(EXERCISE TEXT Opens)

Thursday, 2 September 2021
Questions without Notice: Take Note of Answers
I think that my friend and colleague Senator Smith from South Australia is being somewhat unfair to the minister in suggesting that the minister did not answer the question which Senator Smith put to him. I was listening very carefully, and Senator Colbeck did, in fact, answer the question.
I'll just reiterate a few of the points which Senator Colbeck made in responding to the question from Senator Smith. First, Senator Colbeck referred to the record funding which the federal government has provided to the public health system across this country since the coalition government was elected. That's on the record. The federal government has provided record funding to the public health system across each and every state in Australia, and it's disingenuous to imply otherwise. Just to underscore that, the Australian government is continuing its record investment in public hospitals, which includes funding under the 2020-25 National Health Reform Agreement and the National Partnership on COVID-19 Response, with a total investment of $135.4 billion over five years. Let me just reiterate that number—$135.4 billion.
There is no doubt that there are issues in many of our public hospitals across Australia. There's an issue, certainly, in my home state of Queensland, in terms of ambulance ramping, but I think it's a bit disingenuous to throw bricks at the federal government in that respect, because the federal government does not run public hospitals under our federation system. Those public hospitals are run by the states. And in my home state of Queensland all the objective evidence is to the effect that our public health system is not being run at an optimal level. I believe one of the reasons for that is that the Labor Party in my home state of Queensland doesn't leverage off enough the opportunity for our private sector and our public sector to work together to meet things like waiting times and ambulance ramping. It's a real issue in my home state of Queensland, and a great concern is what is going to happen as we move through the next phase of dealing with this COVID pandemic. I've got friends who have been long-term paramedics working in the Queensland Ambulance Service, and they tell me that they've never seen morale so low as it is under the current state Labor government, so there are real issues that need to be addressed. But Senator Colbeck did address those questions when he answered the questions from Senator Smith.

(EXERCISE TEXT Closes)

| WHAT TO PRODUCE |
Rewrite the speech from the words "Thursday, 2 September" through the words "answer the question.", changing "Senator Colbeck" to "the minister". The data that follows has nothing to do with this speech.

(DATASET EXCERPTS Opens)

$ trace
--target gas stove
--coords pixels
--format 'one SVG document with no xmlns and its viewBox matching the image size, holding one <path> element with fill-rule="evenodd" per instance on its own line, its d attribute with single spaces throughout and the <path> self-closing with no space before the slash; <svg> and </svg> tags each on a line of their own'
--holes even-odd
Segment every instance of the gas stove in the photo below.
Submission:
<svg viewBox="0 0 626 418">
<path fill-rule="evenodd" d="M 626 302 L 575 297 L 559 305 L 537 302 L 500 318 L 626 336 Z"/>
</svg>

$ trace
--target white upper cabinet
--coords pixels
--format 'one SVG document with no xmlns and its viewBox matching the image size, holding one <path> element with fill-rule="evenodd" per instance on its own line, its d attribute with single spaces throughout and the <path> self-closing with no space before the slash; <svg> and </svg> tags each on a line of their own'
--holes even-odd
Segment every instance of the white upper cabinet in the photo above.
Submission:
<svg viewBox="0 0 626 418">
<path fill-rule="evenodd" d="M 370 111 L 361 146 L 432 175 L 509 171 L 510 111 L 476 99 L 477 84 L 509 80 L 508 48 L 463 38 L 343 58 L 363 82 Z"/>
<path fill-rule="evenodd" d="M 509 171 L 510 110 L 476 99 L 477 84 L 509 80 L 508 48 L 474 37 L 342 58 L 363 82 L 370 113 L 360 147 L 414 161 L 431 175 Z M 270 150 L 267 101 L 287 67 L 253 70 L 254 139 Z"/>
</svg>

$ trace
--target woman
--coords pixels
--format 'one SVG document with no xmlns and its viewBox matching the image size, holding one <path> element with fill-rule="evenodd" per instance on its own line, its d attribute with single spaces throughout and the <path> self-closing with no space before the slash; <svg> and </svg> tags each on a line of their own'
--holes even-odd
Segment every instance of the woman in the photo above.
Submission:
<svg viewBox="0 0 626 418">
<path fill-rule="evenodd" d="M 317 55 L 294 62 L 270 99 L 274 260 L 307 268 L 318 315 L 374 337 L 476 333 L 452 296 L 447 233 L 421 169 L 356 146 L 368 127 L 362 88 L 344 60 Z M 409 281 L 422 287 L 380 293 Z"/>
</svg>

(DATASET EXCERPTS Closes)

| EXERCISE ANSWER |
Thursday, 2 September 2021
Questions without Notice: Take Note of Answers
I think that my friend and colleague Senator Smith from South Australia is being somewhat unfair to the minister in suggesting that the minister did not answer the question which Senator Smith put to him. I was listening very carefully, and the minister did, in fact, answer the question.